*DATA TO PROCESS*:

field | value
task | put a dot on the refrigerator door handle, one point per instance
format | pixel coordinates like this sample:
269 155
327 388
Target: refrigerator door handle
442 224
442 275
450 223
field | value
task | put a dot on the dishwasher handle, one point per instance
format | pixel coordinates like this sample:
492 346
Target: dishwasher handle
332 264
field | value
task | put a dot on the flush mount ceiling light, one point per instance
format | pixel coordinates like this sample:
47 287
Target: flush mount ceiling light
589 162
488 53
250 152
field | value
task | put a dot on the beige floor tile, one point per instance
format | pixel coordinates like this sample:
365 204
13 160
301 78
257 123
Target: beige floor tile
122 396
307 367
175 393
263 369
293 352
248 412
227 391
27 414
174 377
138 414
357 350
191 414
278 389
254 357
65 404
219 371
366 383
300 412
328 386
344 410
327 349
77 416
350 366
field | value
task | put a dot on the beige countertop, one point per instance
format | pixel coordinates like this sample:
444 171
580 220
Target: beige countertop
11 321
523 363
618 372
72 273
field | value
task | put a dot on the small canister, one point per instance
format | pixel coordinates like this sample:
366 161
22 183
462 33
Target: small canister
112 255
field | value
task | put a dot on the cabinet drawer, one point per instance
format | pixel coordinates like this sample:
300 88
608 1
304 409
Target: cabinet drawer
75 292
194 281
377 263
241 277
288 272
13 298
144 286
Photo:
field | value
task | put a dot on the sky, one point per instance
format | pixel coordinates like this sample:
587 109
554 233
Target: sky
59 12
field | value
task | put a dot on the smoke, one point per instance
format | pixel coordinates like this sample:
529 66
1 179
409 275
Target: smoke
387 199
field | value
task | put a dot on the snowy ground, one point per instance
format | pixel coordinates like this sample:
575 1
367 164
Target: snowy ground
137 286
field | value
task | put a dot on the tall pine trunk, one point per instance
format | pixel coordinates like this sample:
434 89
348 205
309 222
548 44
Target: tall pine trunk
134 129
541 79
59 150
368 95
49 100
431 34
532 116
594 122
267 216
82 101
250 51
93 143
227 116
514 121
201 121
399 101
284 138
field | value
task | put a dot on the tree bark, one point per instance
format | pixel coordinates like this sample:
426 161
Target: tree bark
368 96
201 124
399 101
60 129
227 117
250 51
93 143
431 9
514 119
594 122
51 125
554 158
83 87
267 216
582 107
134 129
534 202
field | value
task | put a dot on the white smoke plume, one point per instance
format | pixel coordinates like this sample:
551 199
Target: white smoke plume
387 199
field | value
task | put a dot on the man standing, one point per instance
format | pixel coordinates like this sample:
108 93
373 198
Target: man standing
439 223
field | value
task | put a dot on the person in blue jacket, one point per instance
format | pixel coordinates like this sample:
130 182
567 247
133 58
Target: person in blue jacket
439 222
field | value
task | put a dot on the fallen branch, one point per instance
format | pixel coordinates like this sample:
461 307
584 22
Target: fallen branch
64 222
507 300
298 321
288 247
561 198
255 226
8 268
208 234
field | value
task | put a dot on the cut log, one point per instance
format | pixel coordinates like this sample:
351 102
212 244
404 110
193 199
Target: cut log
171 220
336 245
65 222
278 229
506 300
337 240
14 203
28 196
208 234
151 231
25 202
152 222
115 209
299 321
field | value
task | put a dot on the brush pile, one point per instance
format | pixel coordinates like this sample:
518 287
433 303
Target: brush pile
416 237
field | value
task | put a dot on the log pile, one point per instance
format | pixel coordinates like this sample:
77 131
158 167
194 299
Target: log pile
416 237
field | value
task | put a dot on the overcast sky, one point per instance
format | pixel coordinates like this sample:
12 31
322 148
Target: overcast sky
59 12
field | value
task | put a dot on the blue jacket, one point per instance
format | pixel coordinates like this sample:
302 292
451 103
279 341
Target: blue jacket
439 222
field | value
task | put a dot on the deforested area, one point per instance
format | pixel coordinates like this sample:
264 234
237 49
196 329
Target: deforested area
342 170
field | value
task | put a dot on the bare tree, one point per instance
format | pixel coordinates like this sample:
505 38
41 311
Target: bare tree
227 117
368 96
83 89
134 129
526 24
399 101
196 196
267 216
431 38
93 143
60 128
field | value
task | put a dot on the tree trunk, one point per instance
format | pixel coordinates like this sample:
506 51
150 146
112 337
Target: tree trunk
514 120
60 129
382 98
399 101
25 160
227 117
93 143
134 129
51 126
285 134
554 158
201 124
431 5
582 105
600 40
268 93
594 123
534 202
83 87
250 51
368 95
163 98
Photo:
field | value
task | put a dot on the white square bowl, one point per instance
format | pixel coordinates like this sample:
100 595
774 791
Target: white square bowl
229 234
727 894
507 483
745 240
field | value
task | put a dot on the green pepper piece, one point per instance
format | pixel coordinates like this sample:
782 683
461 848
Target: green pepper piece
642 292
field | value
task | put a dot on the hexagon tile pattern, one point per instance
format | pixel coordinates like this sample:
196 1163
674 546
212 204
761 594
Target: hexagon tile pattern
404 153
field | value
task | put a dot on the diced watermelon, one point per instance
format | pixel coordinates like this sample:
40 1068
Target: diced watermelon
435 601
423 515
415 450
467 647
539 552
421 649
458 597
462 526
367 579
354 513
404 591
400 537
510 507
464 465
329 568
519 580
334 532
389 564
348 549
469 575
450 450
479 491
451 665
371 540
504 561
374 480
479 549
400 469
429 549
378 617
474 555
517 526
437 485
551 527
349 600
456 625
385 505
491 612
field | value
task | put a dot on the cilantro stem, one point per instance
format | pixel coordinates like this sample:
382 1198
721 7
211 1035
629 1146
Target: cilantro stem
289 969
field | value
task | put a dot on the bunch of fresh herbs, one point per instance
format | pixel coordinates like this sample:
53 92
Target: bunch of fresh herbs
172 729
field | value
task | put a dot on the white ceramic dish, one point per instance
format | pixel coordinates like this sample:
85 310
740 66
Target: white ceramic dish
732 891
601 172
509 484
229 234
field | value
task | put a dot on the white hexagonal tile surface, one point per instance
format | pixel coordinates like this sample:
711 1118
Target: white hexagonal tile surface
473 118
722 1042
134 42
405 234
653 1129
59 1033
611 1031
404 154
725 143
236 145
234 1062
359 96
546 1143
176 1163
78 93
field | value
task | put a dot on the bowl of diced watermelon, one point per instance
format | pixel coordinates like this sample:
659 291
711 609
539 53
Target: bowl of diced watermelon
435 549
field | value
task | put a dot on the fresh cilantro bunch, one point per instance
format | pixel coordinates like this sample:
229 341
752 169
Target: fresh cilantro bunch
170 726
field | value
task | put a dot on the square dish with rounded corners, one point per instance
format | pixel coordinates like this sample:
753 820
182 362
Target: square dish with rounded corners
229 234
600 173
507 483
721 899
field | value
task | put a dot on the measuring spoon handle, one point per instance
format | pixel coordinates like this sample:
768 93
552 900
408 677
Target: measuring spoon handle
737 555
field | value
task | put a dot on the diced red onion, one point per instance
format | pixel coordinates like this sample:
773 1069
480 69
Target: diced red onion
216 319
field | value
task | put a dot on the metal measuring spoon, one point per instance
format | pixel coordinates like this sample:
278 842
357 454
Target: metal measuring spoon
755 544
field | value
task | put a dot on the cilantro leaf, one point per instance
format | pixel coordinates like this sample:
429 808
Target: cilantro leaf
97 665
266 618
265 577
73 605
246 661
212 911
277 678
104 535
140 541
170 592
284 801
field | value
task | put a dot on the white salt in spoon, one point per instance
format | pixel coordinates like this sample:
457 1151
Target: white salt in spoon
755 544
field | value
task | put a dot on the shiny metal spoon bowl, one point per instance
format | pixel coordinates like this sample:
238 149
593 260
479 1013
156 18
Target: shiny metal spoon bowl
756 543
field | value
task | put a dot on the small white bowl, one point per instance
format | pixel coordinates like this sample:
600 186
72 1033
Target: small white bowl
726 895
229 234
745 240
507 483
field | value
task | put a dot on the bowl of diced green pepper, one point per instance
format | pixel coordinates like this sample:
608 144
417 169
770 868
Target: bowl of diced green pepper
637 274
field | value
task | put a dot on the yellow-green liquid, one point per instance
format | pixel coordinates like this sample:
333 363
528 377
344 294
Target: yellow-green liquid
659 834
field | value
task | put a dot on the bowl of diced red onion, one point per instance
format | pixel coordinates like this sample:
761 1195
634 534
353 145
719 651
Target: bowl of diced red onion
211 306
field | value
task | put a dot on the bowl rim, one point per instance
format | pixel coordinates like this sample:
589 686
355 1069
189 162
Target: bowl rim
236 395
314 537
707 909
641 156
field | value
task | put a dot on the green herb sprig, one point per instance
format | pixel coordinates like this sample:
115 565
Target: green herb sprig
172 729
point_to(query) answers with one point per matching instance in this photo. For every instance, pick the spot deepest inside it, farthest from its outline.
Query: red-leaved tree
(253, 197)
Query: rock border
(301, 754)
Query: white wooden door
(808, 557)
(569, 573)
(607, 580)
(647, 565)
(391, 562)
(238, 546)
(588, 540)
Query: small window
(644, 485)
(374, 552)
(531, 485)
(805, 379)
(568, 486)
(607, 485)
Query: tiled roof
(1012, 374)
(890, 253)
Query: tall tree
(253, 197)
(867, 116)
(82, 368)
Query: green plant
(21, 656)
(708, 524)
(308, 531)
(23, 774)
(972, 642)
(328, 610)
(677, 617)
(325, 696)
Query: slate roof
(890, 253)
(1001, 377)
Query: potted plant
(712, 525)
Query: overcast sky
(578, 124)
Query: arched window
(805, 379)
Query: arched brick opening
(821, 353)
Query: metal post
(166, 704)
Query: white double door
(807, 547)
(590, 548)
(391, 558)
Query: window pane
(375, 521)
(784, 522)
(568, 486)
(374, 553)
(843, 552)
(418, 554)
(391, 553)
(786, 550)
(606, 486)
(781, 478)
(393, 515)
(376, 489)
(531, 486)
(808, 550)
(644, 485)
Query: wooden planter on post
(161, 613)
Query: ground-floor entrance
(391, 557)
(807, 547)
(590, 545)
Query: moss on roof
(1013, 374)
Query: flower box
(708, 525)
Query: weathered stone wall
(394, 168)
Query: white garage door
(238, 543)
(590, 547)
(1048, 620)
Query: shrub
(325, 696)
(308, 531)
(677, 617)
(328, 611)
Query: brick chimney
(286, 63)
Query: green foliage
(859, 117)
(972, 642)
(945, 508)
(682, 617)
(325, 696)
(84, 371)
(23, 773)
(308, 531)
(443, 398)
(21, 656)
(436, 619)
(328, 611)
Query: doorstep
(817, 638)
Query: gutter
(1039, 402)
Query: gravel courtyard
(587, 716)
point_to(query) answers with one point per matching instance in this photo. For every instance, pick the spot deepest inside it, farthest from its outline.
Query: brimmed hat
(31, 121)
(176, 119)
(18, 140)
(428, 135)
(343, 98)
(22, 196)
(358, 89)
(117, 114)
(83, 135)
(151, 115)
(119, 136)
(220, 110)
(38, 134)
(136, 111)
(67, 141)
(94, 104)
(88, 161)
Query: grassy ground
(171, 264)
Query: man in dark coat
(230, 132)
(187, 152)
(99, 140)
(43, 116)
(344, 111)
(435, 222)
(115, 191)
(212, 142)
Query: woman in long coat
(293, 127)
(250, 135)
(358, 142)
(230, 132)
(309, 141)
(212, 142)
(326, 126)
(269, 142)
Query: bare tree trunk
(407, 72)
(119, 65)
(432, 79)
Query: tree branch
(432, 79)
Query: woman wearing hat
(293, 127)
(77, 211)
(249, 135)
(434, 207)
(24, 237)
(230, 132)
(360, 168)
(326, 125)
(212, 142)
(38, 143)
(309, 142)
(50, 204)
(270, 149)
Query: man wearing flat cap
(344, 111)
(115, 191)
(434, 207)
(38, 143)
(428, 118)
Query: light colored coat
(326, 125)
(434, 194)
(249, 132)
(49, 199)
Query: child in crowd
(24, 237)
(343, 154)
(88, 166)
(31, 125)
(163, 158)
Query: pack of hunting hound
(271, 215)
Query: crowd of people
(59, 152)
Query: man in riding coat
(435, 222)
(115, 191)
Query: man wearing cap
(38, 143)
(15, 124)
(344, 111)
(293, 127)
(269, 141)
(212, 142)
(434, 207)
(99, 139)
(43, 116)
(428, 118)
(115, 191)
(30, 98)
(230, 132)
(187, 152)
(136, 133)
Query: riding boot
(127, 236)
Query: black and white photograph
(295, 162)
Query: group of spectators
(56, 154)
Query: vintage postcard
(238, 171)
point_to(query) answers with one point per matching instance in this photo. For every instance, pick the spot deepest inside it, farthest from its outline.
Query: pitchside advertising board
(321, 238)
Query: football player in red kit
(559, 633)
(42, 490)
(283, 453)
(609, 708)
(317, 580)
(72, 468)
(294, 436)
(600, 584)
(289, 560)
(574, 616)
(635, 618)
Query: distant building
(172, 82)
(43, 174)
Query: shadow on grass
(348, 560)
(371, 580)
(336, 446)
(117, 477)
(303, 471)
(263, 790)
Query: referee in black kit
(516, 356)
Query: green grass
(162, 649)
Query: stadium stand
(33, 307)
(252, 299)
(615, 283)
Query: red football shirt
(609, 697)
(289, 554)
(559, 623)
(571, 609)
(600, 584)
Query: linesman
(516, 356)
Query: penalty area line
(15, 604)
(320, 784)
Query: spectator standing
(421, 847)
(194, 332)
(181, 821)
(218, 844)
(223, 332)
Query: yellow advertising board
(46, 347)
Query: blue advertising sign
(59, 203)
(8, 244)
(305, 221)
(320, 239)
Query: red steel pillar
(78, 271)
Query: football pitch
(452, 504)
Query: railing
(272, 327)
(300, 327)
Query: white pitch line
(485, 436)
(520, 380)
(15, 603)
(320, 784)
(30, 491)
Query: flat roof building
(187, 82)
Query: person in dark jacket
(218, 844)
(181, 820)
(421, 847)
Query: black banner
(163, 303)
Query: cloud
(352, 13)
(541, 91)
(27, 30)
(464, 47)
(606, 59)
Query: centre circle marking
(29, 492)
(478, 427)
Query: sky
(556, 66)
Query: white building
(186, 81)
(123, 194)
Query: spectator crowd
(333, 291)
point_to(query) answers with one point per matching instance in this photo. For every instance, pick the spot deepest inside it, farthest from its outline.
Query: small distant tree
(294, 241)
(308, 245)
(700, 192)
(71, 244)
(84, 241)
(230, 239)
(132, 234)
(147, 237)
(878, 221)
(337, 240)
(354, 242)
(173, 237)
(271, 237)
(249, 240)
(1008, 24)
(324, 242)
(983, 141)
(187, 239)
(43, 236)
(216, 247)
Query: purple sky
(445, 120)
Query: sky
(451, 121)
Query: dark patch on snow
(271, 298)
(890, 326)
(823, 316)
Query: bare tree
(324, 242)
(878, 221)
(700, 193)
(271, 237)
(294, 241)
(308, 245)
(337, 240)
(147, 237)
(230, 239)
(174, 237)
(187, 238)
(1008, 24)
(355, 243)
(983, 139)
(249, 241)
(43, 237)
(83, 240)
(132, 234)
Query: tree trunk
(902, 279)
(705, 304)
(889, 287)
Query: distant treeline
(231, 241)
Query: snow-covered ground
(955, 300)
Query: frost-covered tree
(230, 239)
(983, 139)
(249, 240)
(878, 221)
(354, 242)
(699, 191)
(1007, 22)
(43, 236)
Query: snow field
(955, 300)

*ASSIGNMENT*: Taking the line containing "Query: cloud" as the first, please return it and every line after it through the end of the entries, exactly and only those.

*OUTPUT FOR THIS TASK*:
Query: cloud
(352, 13)
(541, 91)
(27, 30)
(464, 47)
(606, 59)
Query: centre circle marking
(29, 492)
(478, 427)
Query: sky
(556, 66)
Query: white building
(186, 81)
(123, 194)
Query: spectator crowd
(333, 291)
point_to(query) answers with one point per matching instance in this photo. For every instance, pick the spot deepest inside it, farthest from its outline.
Query: small distant tree
(294, 241)
(308, 245)
(700, 192)
(71, 244)
(84, 241)
(230, 239)
(132, 234)
(147, 237)
(878, 221)
(337, 240)
(354, 242)
(173, 237)
(271, 237)
(249, 240)
(1008, 24)
(324, 242)
(983, 141)
(187, 239)
(43, 236)
(216, 247)
Query: purple sky
(445, 120)
Query: sky
(451, 121)
Query: dark patch on snow
(271, 298)
(890, 326)
(823, 316)
Query: bare tree
(324, 242)
(878, 221)
(700, 193)
(271, 237)
(294, 241)
(308, 245)
(337, 240)
(147, 237)
(230, 239)
(174, 237)
(187, 238)
(1008, 24)
(355, 243)
(983, 139)
(249, 241)
(43, 237)
(83, 240)
(132, 234)
Query: tree trunk
(902, 279)
(705, 304)
(889, 287)
Query: distant treeline
(231, 241)
Query: snow-covered ground
(955, 300)
Query: frost-covered tree
(230, 239)
(983, 139)
(249, 240)
(878, 221)
(354, 242)
(699, 191)
(1007, 22)
(43, 236)
Query: snow field
(955, 300)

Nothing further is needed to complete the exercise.